**Problem A:** According to the PersonDetector documentation, what does the detector use if no YOLO model files are found?
**Problem B:** Extend the PersonDetector documentation, picking up after its final line.

**Quoted passage:**
------------------------------------------------------------

Skip to main content

Overview

The PersonDetector class provides thread-safe person detection using YOLO (YOLOv4/YOLOv3) with automatic fallback to OpenCV’s HOG descriptor. All inference operations are protected by an internal lock to ensure thread safety when processing multiple streams concurrently.

Class Definition

from person_detector import PersonDetector

detector = PersonDetector(
    confidence_threshold=0.5,
    person_area_threshold=1000,
    model_dir="model"
)

Constructor

__init__()

def __init__(
    self,
    confidence_threshold: float = 0.5,
    person_area_threshold: int = 1000,
    model_dir: str = "model",
) -> None
Initialize the person detector and load the detection model.
confidence_threshold
float
default:"0.5"
Minimum detection confidence score (0.0 to 1.0). Detections below this threshold are filtered out.Range: 0.0 - 1.0
Recommended: 0.5 for balanced accuracy, 0.7 for fewer false positives
person_area_threshold
int
default:"1000"
Minimum bounding box area in pixels (width × height). Smaller detections are filtered out to reduce false positives from distant or partial detections.Units: Pixels squared
Example: A 50×20 pixel box (1000 px²) passes the default threshold
model_dir
str
default:"model"
Directory containing YOLO model files. The detector attempts to load files in this order:
  1. YOLOv4: yolov4.weights, yolov4.cfg
  2. YOLOv3: yolov3.weights, yolov3.cfg
  3. HOG: Falls back to OpenCV’s built-in HOG detector if no YOLO files found
Also loads class labels from coco.names if available.
Model Loading Process:
  1. Attempts to load YOLOv4 weights and config from model_dir/
  2. If YOLOv4 not found, attempts YOLOv3
  3. If no YOLO files found, falls back to HOG descriptor
  4. Checks for CUDA GPU availability (uses GPU if available, CPU otherwise)
  5. Loads COCO class names from coco.names or uses defaults
  6. Sets up output layers for YOLO inference
Console Output:
Loading person detection model...
CUDA available, using GPU for inference
Model loaded: YOLOv4
Confidence threshold: 0.5
Person area threshold: 1000 pixels
Implementation: person_detector.py:11-100

Public Methods

detect_persons()

------------------------------------------------------------

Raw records
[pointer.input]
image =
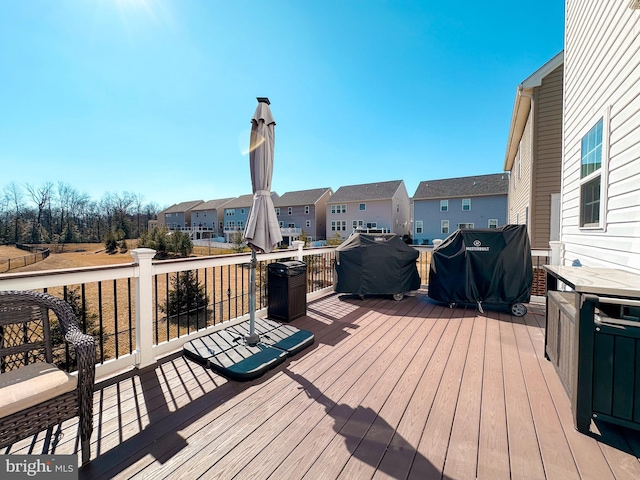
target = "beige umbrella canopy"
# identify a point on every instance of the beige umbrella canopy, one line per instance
(262, 232)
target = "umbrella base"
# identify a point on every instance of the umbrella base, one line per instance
(229, 352)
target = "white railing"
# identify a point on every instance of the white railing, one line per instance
(144, 296)
(143, 272)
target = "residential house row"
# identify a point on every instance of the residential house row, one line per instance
(439, 207)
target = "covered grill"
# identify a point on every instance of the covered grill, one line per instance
(486, 265)
(376, 264)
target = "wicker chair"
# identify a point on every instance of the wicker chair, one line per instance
(45, 395)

------------------------------------------------------------

**Final answer A:** It falls back to OpenCV's built-in HOG detector.

**Final answer B:**
def detect_persons(
    self, 
    frame: cv2.typing.MatLike
) -> Tuple[bool, int, List[Tuple[int, int, int, int, float]]]
Detect persons in the provided frame using the loaded model. This is the primary method for person detection.
frame
cv2.typing.MatLike
required
OpenCV image matrix (BGR color format). Typically obtained from cv2.VideoCapture.read() or cv2.imread().Format: NumPy array with shape (height, width, 3)
Color space: BGR (OpenCV default)
Returns: Tuple[bool, int, List[Tuple[int, int, int, int, float]]]
has_person
bool
Whether at least one person was detected in the frame.
person_count
int
Total number of persons detected (after filtering by confidence and area thresholds).
boxes
List[Tuple[int, int, int, int, float]]
List of bounding boxes for detected persons. Each tuple contains:
Thread Safety: This method is thread-safe. It acquires an internal lock (self._inference_lock) to ensure only one thread performs inference at a time, as OpenCV DNN and HOG are not thread-safe. Usage Example:
import cv2
from person_detector import PersonDetector

detector = PersonDetector(
    confidence_threshold=0.6,
    person_area_threshold=1500
)

# From video stream
cap = cv2.VideoCapture('rtsp://camera.local/stream')
ret, frame = cap.read()

if ret:
    has_person, person_count, boxes = detector.detect_persons(frame)
    
    print(f"Detected: {person_count} person(s)")
    
    for x, y, w, h, confidence in boxes:
        print(f"Person at ({x}, {y}), size {w}×{h}, confidence {confidence:.2f}")
        cv2.rectangle(frame, (x, y), (x + w, y + h), (0, 255, 0), 2)
Multi-threading Example:
import threading
from person_detector import PersonDetector

# Single detector instance shared across threads
detector = PersonDetector()

def process_stream(stream_id, rtsp_url):
    cap = cv2.VideoCapture(rtsp_url)
    while True:
        ret, frame = cap.read()
        if ret:
            # Thread-safe: internal lock ensures serial inference
            has_person, count, boxes = detector.detect_persons(frame)
            print(f"[Stream {stream_id}] Detected {count} person(s)")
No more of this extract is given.